# Business/investment Visa! HELP!!



## pmtray (May 30, 2014)

Sorry if I have placed this in the wrong place, but couldn't really find an applicable tread!

I am looking help with a visa for myself and family. I am looking to start a business in SA Oct/Nov this year and it will require investment from me of 50K GBP so I will not make the threshold for investment visa. 
I am confused about which visa I should apply for. Should I apply for a business visa even though I will not be working in the business or retirement visa (although I'm only 34 + I want to work) will this stop me from starting other businesses? -and then would I have to apply for study visas for my kids? 

A little bit about me! 
I am from Ireland with both a UK and Irish passport, I am looking to relocate from UK/Ireland at the end of 2016 with my family, my wife of 7 years and 3 children, aged 16, 5 and 2, how difficult will this be for me or what is my best way of jumping through hoops to get there. I am looking to start a business in SA which will require R1M investment, I will be a 60-65% shareholder in the company with 2 others being SA residents (from SA) we will employ another 3+ people in the company. I currently have an equity stake in a UK/SA business based in Durban which employs over 130 South Africans inwhich I receive dividends from. 

Also does anyone know the legals of transferring money out of the country!? 

Thank you for your valued help


----------

------------

WHAT TO PRODUCE: Copy the forum thread from the words "A little bit" through the words "receive dividends from.", and replace "Durban" with "Johannesburg". This material comes from a different source than the forum thread.

Point labeling data from photos

------------

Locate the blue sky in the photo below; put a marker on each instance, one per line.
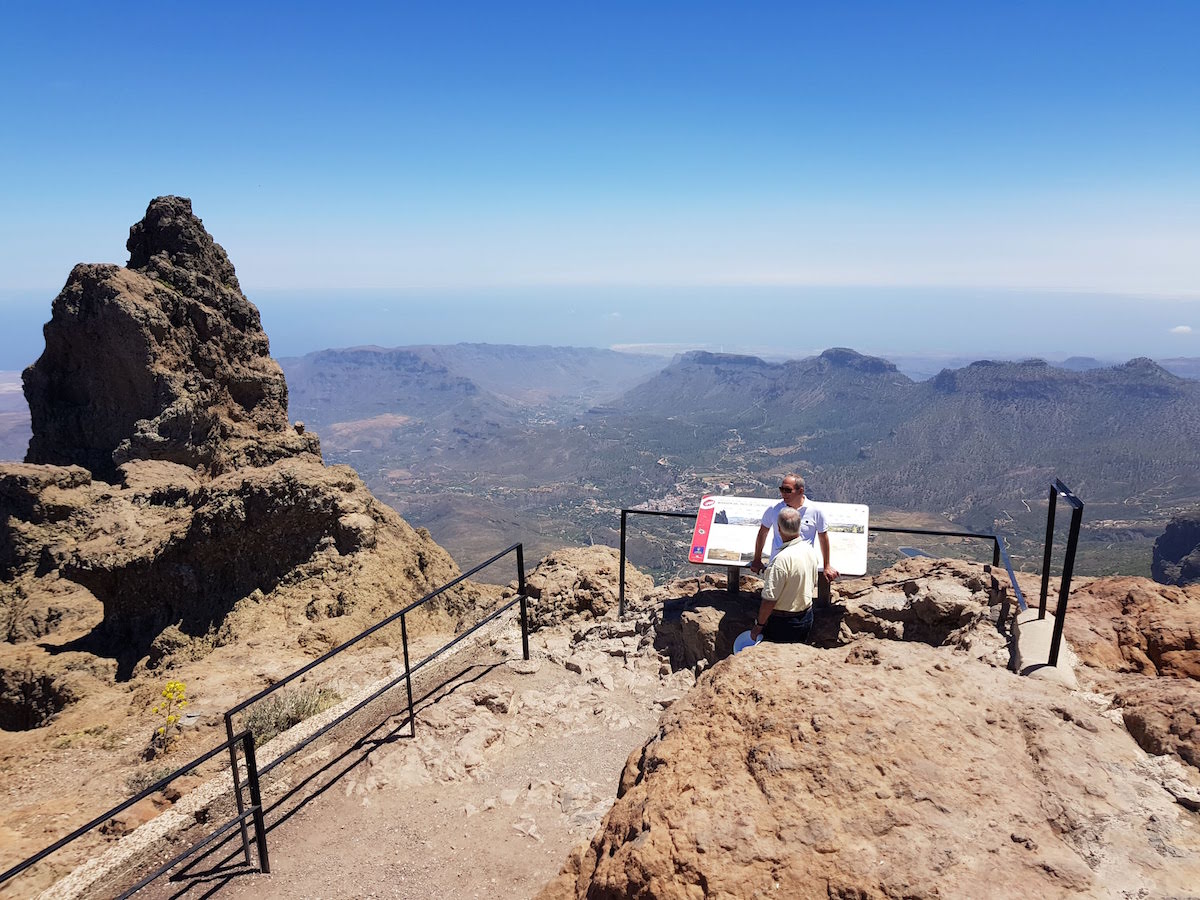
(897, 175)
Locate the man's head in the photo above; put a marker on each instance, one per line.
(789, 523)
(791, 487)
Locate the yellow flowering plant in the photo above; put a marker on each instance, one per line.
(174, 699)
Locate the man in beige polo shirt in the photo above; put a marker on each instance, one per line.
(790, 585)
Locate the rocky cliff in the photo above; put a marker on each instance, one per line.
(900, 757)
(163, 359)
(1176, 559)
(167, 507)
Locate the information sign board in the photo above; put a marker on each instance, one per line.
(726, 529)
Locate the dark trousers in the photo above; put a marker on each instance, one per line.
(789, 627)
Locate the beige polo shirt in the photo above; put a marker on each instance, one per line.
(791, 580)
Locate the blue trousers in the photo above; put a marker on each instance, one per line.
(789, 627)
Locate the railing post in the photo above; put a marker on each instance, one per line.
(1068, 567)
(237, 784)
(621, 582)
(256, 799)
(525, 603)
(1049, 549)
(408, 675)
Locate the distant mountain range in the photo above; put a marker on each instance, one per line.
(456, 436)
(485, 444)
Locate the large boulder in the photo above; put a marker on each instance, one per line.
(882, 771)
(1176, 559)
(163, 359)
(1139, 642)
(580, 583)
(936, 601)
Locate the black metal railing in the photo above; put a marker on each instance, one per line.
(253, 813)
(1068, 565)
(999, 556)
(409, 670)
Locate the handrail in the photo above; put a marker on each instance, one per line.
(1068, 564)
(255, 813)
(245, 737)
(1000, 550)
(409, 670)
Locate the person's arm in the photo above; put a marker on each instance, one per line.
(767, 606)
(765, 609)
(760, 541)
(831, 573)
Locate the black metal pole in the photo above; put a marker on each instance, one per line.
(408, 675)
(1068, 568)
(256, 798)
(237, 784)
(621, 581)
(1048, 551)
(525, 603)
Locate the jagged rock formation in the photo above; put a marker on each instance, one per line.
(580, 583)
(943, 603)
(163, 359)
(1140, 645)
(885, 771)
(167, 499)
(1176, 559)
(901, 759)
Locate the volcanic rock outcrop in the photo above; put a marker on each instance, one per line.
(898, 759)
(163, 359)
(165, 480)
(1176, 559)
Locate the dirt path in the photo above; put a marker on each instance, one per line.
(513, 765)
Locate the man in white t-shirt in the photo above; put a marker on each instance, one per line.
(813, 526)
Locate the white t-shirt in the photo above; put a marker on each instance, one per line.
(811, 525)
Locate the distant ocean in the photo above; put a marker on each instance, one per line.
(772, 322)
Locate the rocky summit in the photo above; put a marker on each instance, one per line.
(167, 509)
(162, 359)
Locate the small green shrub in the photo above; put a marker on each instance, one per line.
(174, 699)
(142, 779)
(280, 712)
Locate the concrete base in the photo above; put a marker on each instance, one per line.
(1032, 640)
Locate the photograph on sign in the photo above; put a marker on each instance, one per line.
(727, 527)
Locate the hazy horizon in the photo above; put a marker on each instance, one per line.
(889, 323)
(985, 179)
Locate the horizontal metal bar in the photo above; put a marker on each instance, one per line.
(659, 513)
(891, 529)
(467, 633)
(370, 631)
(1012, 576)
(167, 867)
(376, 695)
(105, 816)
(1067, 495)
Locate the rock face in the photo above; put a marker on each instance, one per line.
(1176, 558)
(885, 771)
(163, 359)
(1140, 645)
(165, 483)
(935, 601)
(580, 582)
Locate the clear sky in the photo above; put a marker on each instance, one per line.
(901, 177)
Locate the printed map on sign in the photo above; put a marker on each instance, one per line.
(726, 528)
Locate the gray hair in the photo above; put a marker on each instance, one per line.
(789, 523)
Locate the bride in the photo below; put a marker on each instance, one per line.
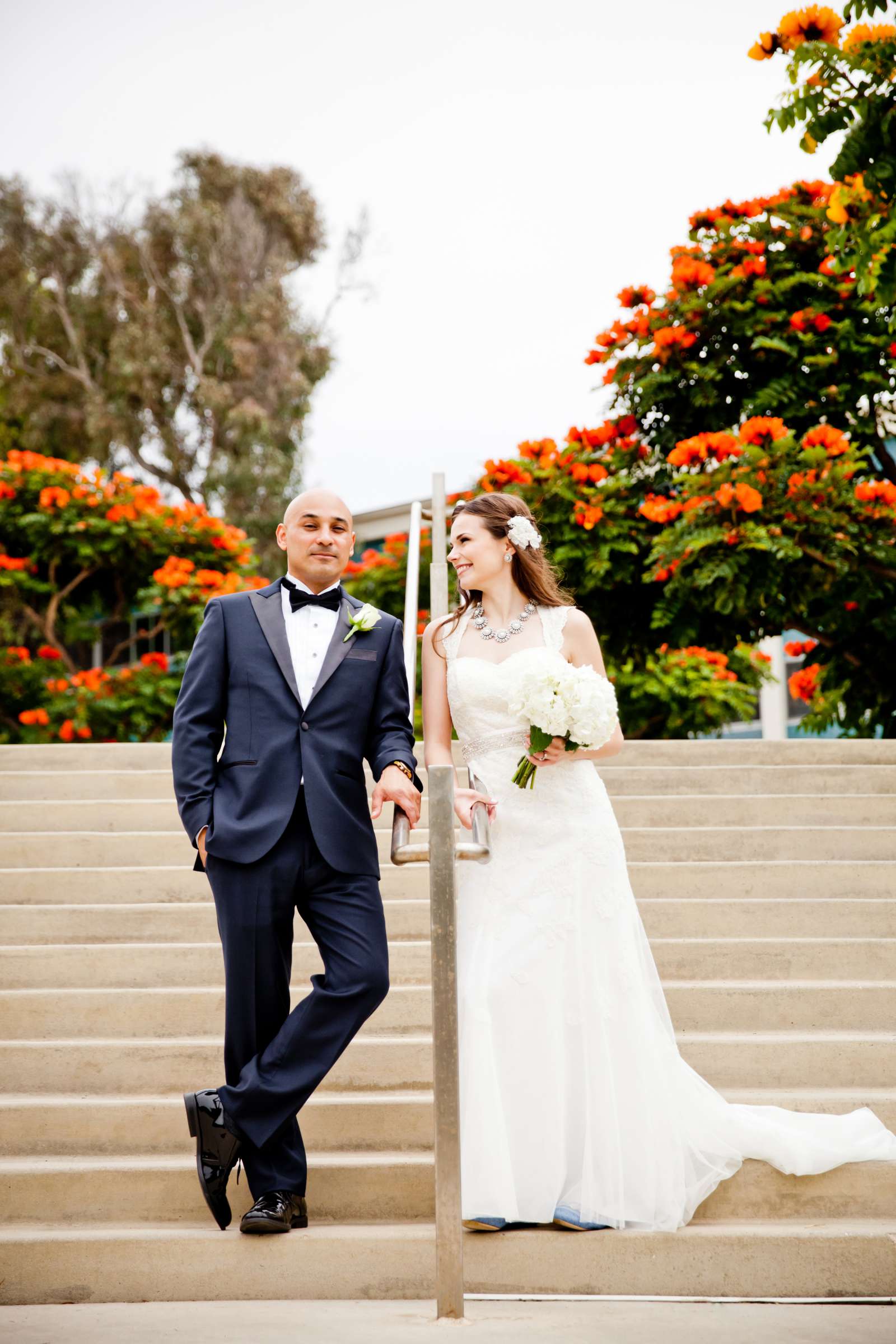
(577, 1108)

------------

ANSWER TO THIS EXERCISE:
A little bit about me! 
I am from Ireland with both a UK and Irish passport, I am looking to relocate from UK/Ireland at the end of 2016 with my family, my wife of 7 years and 3 children, aged 16, 5 and 2, how difficult will this be for me or what is my best way of jumping through hoops to get there. I am looking to start a business in SA which will require R1M investment, I will be a 60-65% shareholder in the company with 2 others being SA residents (from SA) we will employ another 3+ people in the company. I currently have an equity stake in a UK/SA business based in Johannesburg which employs over 130 South Africans inwhich I receive dividends from.